**Data listing**
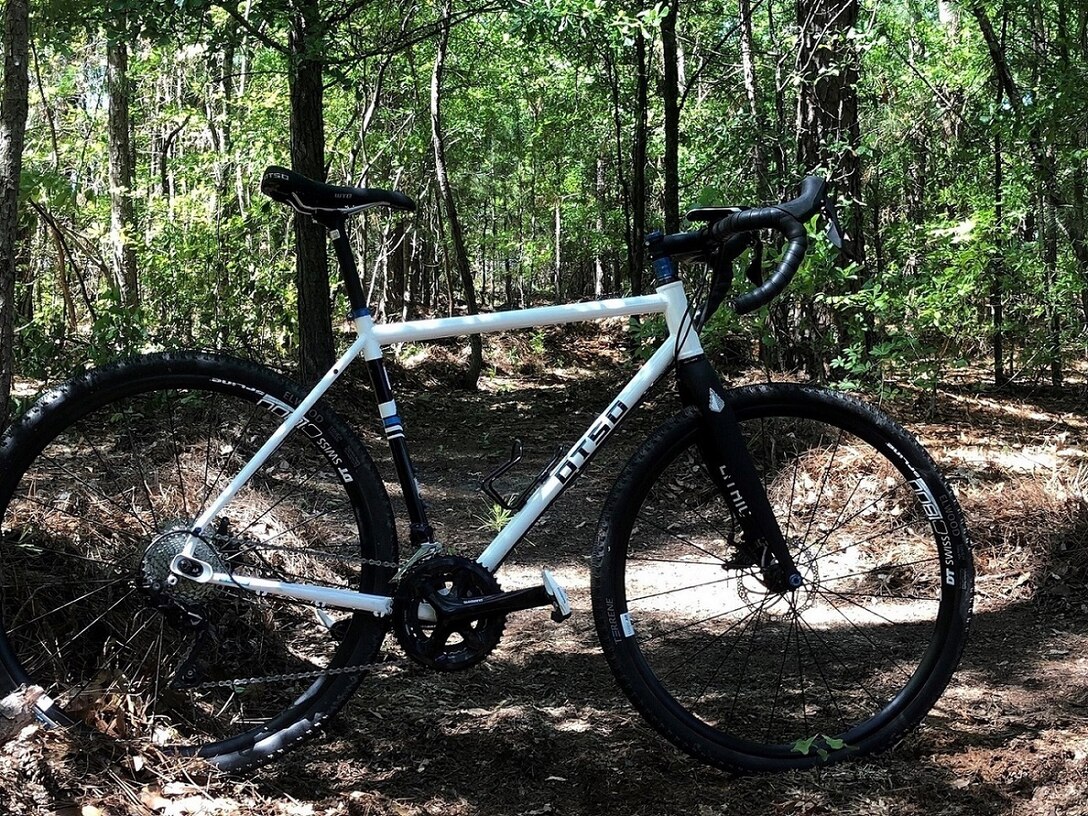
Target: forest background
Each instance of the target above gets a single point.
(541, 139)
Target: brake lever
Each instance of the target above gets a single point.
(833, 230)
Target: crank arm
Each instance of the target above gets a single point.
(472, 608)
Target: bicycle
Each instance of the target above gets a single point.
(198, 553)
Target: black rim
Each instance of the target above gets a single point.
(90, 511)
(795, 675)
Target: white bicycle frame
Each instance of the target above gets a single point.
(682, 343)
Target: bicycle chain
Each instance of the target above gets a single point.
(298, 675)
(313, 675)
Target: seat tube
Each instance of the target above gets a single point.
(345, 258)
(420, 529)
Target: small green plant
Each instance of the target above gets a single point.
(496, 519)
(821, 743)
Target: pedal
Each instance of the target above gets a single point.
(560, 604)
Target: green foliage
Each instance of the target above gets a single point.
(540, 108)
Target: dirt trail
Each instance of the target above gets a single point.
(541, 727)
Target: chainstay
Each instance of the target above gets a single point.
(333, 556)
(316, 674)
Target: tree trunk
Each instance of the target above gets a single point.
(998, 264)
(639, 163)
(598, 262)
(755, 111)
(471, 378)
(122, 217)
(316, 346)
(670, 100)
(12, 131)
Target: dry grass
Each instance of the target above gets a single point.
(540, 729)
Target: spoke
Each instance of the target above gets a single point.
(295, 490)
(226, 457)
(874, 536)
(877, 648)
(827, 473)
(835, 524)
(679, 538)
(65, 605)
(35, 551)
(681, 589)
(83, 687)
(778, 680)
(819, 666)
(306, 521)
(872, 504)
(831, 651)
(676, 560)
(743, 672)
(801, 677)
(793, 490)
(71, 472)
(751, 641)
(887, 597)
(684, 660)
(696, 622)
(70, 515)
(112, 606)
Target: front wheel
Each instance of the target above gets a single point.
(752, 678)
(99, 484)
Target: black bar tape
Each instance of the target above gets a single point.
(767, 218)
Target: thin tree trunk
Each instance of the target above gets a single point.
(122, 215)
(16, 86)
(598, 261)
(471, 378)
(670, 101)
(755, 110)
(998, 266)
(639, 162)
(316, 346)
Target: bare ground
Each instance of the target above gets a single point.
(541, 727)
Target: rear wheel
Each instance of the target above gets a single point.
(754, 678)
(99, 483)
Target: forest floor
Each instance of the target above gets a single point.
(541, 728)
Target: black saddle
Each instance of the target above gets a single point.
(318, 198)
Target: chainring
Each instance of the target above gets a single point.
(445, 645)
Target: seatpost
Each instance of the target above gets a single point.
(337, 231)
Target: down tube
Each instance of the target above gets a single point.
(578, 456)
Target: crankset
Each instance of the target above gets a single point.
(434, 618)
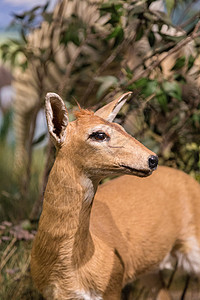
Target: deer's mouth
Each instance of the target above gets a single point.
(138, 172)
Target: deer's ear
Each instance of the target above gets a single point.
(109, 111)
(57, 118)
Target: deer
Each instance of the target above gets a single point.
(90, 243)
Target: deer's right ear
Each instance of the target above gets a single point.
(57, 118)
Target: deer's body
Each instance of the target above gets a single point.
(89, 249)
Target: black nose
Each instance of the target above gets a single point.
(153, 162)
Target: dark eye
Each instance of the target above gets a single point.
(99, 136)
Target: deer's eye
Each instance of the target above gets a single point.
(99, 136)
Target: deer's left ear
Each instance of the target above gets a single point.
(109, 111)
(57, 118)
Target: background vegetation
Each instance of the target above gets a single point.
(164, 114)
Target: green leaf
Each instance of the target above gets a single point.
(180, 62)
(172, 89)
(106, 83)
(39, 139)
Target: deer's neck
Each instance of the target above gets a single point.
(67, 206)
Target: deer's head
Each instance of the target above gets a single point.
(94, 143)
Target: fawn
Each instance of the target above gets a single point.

**What you will do**
Only the number is wanted here. Please work out how many lines of the records contain "wheel".

**Exercise result**
2